Problem requirements: The records are set out below this line. Return exactly the lines from the one containing "task | mark one point on each instance of the veined" through the last, and exclude the pictures.

[Dataset items]
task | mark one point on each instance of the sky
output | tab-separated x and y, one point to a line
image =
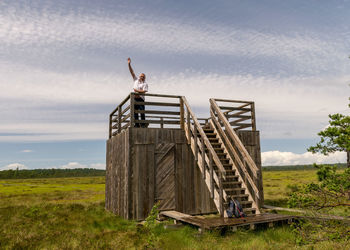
63	67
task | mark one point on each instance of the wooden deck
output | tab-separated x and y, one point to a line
232	224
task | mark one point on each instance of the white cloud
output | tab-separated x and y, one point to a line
277	158
13	166
32	28
285	108
72	165
27	151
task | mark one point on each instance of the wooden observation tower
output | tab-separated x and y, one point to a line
187	164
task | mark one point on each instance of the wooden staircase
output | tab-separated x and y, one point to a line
226	166
232	186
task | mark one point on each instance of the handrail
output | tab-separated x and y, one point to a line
122	116
242	157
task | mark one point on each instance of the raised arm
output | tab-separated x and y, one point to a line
131	70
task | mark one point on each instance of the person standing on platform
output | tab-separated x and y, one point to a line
140	86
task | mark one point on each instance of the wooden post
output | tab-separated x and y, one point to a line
195	143
132	109
253	116
182	114
221	195
119	118
161	123
110	125
188	127
203	157
211	175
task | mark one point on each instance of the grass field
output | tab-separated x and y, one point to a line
68	213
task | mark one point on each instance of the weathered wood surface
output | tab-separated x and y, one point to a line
149	165
216	223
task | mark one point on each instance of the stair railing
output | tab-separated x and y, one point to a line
205	156
241	159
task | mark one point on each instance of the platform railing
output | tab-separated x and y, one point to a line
160	111
240	157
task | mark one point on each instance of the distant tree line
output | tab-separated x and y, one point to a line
299	167
50	173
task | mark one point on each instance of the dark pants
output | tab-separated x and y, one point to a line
136	115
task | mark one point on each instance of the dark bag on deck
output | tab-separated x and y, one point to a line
235	209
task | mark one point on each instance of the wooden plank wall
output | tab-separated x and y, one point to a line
117	175
138	162
251	141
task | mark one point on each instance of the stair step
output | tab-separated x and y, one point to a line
232	176
229	191
231	182
221	154
243	203
228	185
210	134
235	196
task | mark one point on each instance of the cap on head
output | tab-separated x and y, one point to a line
142	77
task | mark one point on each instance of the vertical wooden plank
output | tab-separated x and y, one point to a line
151	176
195	144
211	169
132	109
127	190
188	127
110	126
221	196
253	116
203	158
119	118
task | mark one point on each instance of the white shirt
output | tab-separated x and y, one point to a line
141	86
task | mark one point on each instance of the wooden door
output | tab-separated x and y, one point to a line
165	175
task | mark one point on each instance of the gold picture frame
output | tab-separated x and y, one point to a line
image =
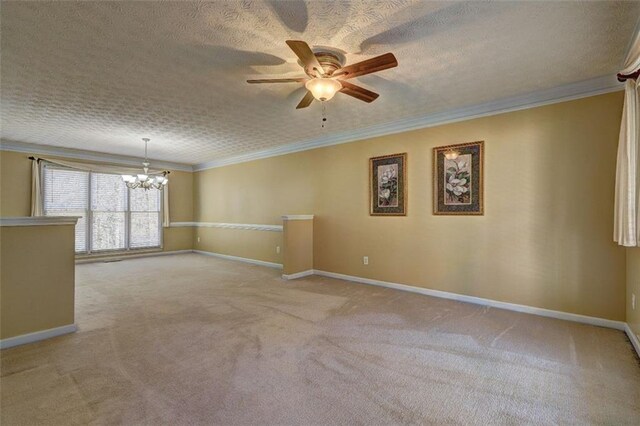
458	181
388	185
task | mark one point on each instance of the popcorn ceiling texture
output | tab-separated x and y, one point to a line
101	75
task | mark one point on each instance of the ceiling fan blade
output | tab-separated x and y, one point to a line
358	92
369	66
303	51
278	80
306	101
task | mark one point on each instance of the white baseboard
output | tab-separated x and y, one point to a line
634	339
298	275
601	322
124	256
37	336
240	259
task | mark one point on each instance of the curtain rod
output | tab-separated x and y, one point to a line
32	158
625	77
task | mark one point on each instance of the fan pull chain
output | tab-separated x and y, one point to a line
324	113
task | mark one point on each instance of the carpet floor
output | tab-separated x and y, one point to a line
192	339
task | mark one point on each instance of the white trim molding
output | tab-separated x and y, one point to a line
601	322
298	275
36	336
80	154
244	226
568	92
126	255
39	220
634	339
240	259
298	217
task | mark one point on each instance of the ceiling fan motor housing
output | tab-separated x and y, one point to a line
330	63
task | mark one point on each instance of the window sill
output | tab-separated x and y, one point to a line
116	255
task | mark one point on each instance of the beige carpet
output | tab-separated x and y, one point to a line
192	339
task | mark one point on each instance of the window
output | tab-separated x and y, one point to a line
113	217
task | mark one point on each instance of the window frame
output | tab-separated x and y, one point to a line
127	214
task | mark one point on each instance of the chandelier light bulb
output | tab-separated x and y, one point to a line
323	89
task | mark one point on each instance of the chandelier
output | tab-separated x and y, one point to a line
146	180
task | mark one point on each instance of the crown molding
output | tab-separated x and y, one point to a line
298	217
39	220
568	92
79	154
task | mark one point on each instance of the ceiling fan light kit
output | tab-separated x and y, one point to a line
327	74
323	88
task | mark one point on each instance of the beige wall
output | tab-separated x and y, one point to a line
15	197
37	275
545	239
258	245
15	184
633	287
298	246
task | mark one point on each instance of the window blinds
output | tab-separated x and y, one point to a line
113	217
66	193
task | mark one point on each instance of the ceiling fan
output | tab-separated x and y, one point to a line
327	74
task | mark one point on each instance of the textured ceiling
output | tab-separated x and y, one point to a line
101	75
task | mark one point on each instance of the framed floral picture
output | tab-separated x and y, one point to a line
458	179
388	180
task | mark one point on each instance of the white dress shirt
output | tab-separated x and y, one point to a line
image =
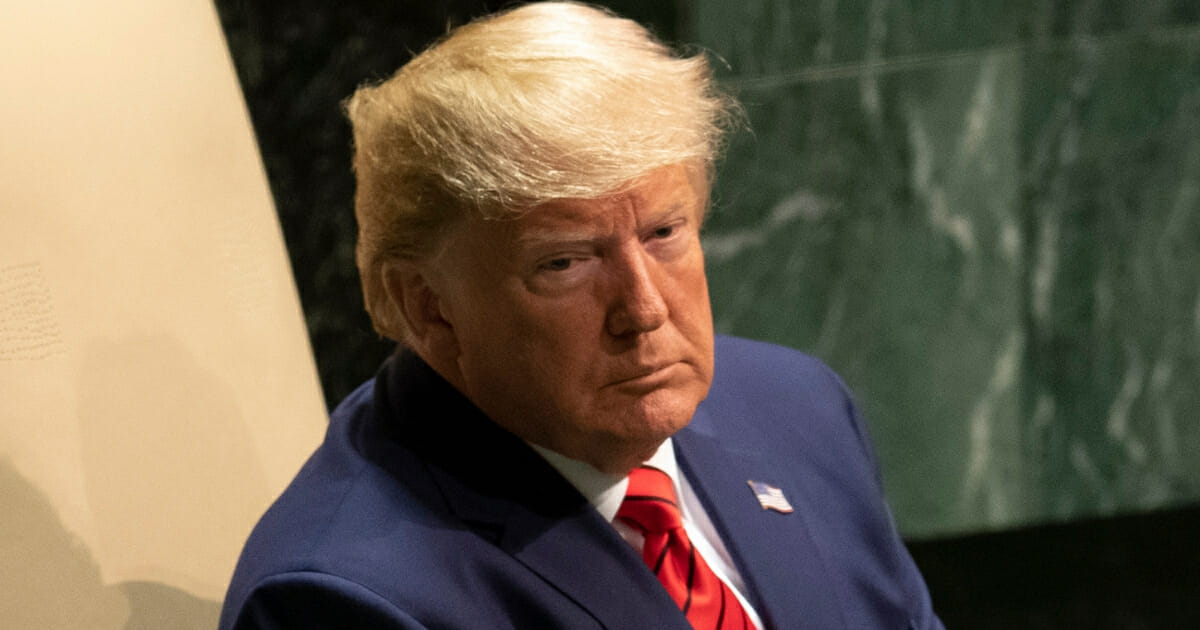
606	493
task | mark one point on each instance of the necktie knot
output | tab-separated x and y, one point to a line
651	504
652	507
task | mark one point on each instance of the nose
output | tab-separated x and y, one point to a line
637	305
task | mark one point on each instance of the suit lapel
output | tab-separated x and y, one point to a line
774	552
497	485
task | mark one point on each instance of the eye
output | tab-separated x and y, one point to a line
664	232
557	264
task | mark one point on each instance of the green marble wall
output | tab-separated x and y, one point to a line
987	217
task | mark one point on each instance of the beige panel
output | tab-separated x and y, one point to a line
156	385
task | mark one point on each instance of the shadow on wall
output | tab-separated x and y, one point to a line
59	583
172	474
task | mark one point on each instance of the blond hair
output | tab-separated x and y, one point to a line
545	101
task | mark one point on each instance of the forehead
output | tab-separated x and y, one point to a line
664	191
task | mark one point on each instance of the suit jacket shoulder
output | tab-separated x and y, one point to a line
781	418
417	511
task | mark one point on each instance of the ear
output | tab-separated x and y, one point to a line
429	333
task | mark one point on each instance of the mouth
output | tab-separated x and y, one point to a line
646	377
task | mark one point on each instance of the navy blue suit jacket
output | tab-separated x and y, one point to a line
418	511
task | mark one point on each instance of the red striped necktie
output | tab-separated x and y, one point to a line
651	507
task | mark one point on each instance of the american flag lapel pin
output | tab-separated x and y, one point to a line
771	497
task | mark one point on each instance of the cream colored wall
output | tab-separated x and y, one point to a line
156	385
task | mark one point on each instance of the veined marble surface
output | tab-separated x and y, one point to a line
987	217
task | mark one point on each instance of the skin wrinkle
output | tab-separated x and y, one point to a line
582	325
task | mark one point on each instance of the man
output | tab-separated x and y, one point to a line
555	445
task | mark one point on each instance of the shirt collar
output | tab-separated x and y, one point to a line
603	490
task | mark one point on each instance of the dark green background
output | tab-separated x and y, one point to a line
984	215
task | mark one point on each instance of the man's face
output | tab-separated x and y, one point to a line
585	325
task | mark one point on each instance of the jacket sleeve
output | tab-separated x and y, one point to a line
306	599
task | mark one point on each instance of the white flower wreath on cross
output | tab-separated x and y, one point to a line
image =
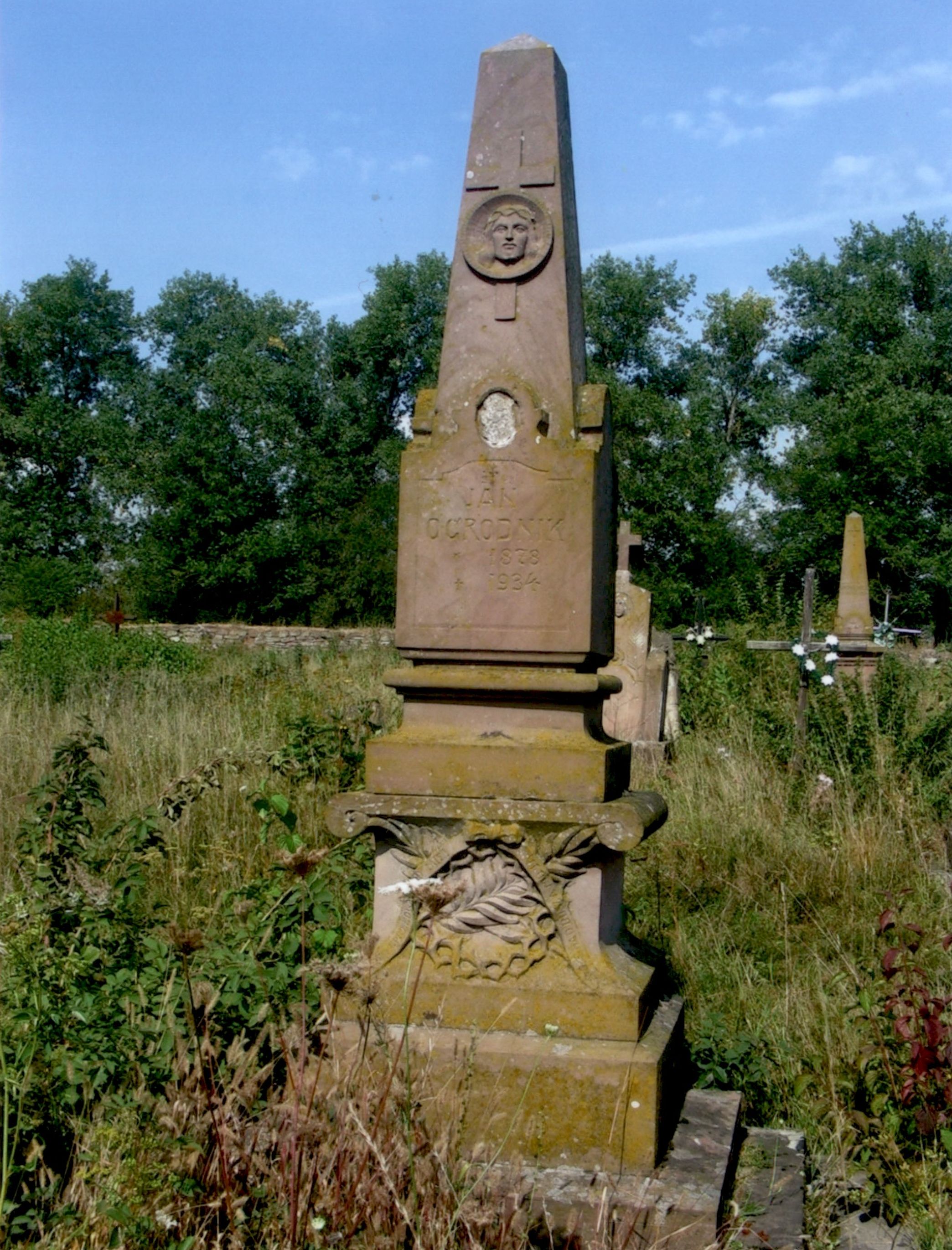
807	664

Finished answer:
task | mark one point on each instance of the veined marble surface
output | tab-separated x and y, one point to a line
987	217
task | mark one point on each instance of the skin wrinkle
output | tab-separated x and y, one point to a line
582	325
task | mark one point on each instance of the man
output | tab-separated x and y, one point to a line
555	445
task | mark one point on each instance of the shirt collar
output | tab-separated x and y, one point to a line
603	490
task | mark one point on each instance of the dark green background
output | tab-separated x and y, one point to a line
984	215
task | mark one point on each instance of the man's face
output | tab-separated x and y, one point to a line
585	325
task | mark one point on each instance of the jacket sleeve
output | tab-separated x and y, one point to a line
306	599
task | mark one point on each instance of the white flower wreath on cross
output | tab-separated x and y, one point to a line
image =
807	664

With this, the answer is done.